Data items
○ ○ ○ ○

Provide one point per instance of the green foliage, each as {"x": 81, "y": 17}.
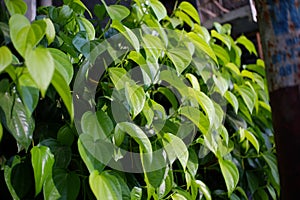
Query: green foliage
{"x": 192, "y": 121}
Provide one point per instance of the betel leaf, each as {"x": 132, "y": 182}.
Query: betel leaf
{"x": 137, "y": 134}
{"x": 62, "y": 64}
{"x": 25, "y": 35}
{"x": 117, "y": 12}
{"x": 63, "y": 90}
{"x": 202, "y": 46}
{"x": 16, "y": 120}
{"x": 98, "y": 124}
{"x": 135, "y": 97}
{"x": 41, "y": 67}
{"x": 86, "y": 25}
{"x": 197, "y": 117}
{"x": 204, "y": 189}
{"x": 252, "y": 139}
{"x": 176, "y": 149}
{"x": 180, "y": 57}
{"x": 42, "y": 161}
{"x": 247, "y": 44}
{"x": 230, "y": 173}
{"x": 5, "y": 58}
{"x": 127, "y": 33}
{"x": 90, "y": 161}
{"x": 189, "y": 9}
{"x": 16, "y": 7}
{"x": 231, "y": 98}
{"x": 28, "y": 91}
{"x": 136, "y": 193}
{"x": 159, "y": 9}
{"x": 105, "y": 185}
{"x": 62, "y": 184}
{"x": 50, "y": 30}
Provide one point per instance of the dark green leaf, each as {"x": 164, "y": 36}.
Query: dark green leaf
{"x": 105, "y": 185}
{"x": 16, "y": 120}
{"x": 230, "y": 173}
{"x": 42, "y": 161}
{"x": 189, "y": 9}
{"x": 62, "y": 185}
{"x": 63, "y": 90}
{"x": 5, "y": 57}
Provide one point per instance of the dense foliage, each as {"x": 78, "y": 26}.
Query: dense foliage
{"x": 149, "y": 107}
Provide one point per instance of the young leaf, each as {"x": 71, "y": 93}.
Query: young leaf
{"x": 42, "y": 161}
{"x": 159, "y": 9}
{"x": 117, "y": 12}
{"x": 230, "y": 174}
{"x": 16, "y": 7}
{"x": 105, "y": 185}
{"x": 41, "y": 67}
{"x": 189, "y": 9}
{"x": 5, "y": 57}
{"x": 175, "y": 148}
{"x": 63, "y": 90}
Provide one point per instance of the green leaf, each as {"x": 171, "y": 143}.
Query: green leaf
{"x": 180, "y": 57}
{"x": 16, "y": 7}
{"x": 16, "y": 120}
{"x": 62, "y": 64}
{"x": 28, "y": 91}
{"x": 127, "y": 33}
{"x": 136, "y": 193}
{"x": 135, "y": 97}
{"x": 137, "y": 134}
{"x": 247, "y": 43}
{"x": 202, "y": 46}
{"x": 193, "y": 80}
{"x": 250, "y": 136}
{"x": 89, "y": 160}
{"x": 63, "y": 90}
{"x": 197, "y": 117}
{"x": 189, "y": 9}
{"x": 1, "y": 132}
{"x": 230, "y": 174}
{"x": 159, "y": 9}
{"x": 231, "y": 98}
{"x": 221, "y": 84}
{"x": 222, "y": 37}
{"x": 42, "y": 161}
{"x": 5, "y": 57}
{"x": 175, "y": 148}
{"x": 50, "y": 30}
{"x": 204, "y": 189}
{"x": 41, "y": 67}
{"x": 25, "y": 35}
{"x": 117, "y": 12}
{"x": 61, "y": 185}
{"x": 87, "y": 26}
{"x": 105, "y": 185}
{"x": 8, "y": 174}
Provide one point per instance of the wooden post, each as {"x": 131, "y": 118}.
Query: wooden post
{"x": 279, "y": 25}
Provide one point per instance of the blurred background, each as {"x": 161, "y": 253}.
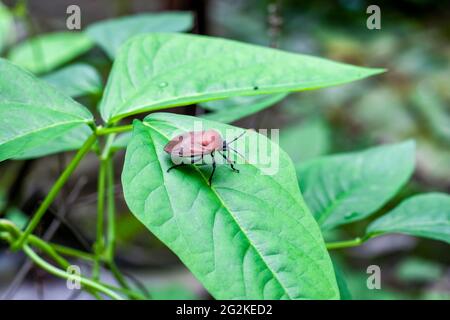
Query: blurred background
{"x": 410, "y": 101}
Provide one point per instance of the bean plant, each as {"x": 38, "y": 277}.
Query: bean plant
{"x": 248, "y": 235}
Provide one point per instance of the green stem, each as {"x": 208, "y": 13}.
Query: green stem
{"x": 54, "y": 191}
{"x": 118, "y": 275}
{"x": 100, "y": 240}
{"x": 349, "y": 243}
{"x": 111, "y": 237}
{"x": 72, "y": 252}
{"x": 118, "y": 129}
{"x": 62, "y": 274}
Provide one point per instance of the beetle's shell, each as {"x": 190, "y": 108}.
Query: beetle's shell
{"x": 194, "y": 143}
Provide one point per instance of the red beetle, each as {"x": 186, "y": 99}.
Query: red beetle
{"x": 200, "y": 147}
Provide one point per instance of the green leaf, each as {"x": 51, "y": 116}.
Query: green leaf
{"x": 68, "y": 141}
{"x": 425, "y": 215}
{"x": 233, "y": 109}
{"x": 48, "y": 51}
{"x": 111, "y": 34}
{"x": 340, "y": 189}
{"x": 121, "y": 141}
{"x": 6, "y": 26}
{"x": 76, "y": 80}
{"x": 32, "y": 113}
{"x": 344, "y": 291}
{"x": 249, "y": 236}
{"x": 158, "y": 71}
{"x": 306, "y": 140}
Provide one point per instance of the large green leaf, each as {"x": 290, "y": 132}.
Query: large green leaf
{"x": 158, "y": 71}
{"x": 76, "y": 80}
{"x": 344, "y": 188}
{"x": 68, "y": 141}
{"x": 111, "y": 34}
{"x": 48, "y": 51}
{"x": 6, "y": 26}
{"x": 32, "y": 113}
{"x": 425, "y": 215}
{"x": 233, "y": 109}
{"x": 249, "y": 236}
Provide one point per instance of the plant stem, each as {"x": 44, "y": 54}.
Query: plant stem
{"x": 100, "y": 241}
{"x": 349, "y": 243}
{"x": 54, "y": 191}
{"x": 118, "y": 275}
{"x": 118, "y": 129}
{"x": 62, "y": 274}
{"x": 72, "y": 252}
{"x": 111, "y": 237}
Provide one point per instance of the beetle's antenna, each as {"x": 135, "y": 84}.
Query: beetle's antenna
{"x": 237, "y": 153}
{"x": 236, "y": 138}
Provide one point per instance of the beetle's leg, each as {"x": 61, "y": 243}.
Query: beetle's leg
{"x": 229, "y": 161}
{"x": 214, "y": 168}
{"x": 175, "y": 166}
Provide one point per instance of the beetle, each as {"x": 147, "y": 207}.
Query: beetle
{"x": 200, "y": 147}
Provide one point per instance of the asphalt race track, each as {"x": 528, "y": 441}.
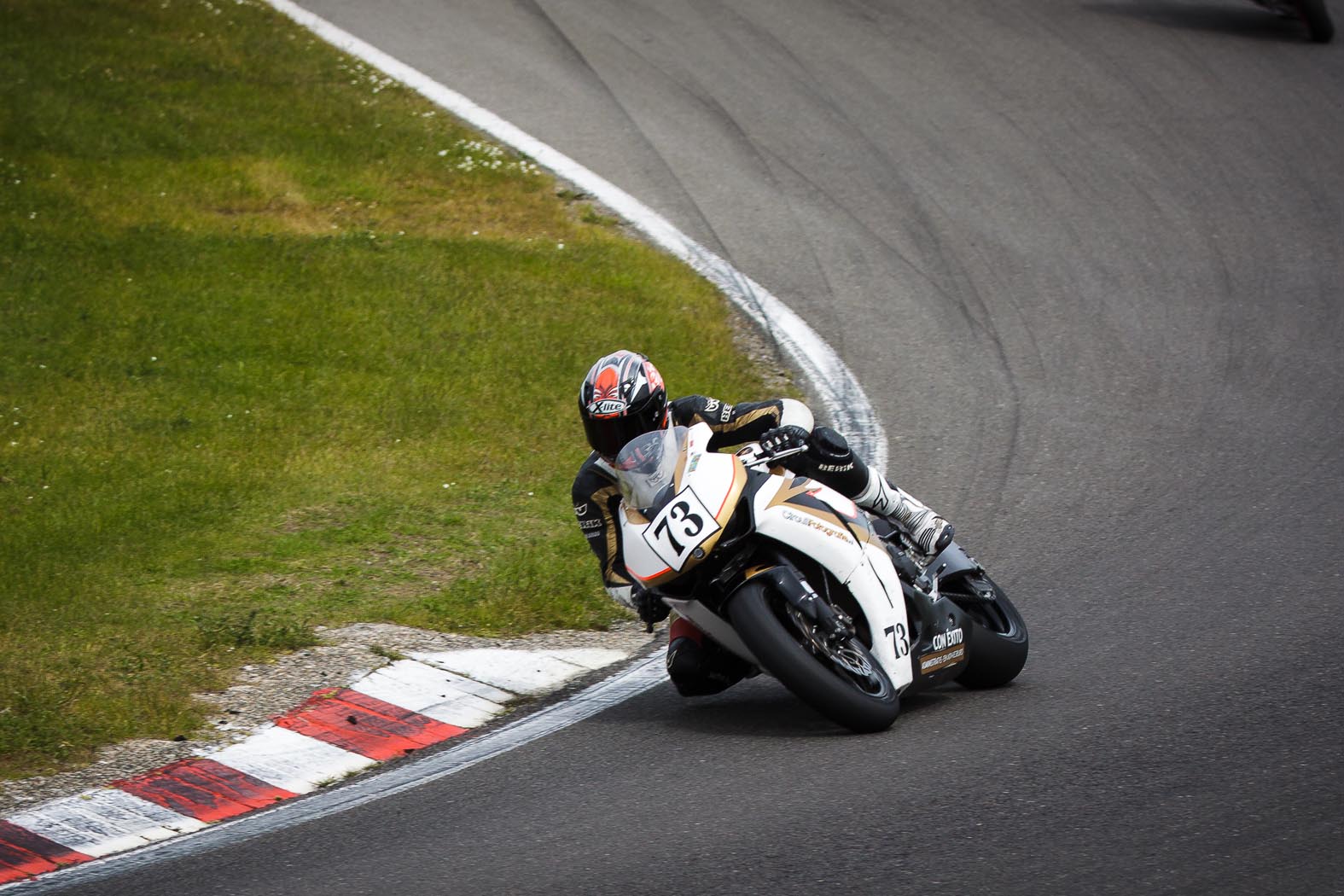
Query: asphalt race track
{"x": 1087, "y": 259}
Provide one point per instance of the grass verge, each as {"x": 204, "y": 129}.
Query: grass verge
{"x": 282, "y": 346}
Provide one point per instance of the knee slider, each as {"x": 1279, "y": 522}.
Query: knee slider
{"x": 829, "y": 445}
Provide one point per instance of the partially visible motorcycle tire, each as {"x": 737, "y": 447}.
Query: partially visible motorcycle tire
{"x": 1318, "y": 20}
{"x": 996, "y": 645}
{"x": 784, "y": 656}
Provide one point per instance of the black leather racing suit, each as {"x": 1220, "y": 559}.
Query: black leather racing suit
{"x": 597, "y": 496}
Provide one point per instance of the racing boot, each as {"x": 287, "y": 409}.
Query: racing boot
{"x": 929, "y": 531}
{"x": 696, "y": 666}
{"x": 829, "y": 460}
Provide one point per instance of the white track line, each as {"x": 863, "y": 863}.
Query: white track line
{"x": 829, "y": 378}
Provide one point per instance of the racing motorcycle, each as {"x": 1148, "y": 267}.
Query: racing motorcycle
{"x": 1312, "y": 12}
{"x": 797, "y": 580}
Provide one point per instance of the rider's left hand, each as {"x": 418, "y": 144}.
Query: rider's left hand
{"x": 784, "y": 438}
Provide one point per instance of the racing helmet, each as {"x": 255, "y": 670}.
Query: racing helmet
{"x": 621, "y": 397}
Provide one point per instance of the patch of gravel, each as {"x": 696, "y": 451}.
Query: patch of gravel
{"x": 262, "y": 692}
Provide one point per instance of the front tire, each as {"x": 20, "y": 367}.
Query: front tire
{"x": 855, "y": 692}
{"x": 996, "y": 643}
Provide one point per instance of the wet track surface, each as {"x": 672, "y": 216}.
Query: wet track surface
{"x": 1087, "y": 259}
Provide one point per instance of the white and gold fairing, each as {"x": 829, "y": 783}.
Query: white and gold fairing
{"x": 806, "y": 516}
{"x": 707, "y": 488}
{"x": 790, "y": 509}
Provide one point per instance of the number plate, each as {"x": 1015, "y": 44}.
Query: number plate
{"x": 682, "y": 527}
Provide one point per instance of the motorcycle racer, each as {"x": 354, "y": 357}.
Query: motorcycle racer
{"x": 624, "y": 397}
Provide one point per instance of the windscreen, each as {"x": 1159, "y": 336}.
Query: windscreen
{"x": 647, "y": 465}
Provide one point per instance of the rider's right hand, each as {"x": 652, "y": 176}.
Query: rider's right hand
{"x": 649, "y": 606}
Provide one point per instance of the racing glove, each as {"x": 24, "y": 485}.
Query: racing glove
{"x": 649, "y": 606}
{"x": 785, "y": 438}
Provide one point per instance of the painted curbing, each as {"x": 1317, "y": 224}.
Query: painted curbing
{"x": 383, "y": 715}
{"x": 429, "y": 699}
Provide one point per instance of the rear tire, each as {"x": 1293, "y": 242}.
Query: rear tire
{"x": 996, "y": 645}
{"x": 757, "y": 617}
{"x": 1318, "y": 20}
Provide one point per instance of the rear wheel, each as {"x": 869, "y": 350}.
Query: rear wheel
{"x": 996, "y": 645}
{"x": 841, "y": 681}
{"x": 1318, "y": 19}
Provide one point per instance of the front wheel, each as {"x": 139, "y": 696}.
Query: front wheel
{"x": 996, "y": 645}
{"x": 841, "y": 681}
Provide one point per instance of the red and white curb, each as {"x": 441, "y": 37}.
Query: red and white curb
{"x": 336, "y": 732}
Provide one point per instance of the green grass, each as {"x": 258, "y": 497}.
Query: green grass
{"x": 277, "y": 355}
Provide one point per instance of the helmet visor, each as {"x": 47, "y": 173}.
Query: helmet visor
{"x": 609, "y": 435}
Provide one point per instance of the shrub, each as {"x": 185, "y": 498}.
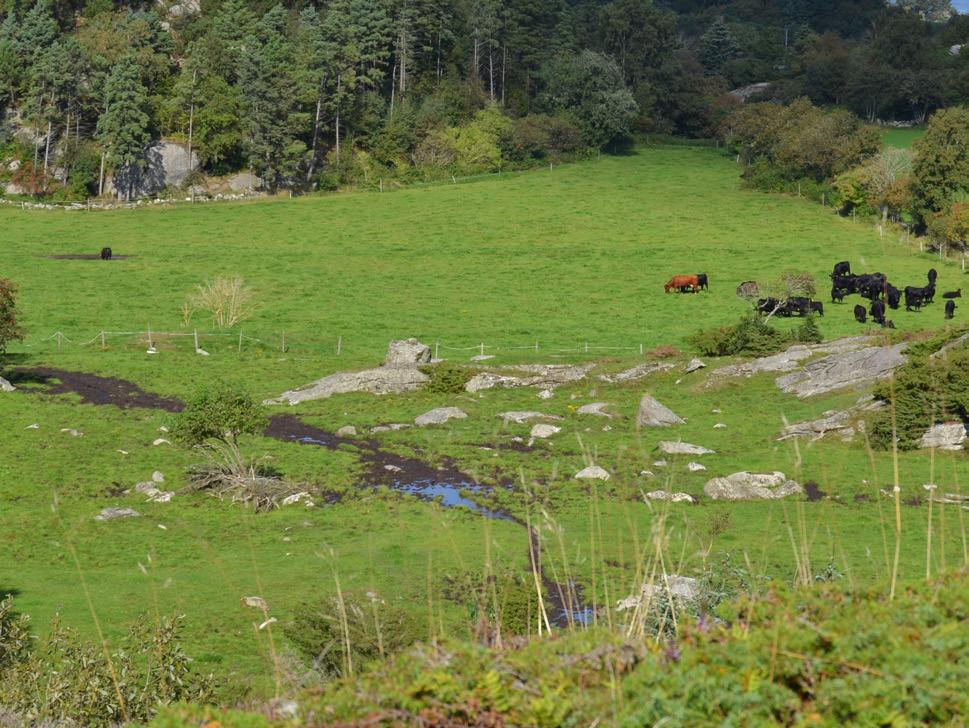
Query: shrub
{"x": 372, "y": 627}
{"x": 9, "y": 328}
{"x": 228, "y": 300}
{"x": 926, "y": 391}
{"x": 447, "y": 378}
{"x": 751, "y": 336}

○ ○ ○ ○

▶ [Activity] Retype only the lines above from the one with "Query: green grass" through the last, both ends included, keeping every picture out of the copy.

▶ [Answer for this exercise]
Query: green grass
{"x": 277, "y": 355}
Provide one point per instance of the helmet visor, each as {"x": 47, "y": 173}.
Query: helmet visor
{"x": 609, "y": 435}
Provide one point per instance of the shrub, each as {"x": 185, "y": 498}.
Query: shrub
{"x": 372, "y": 627}
{"x": 9, "y": 328}
{"x": 228, "y": 300}
{"x": 926, "y": 391}
{"x": 447, "y": 378}
{"x": 751, "y": 336}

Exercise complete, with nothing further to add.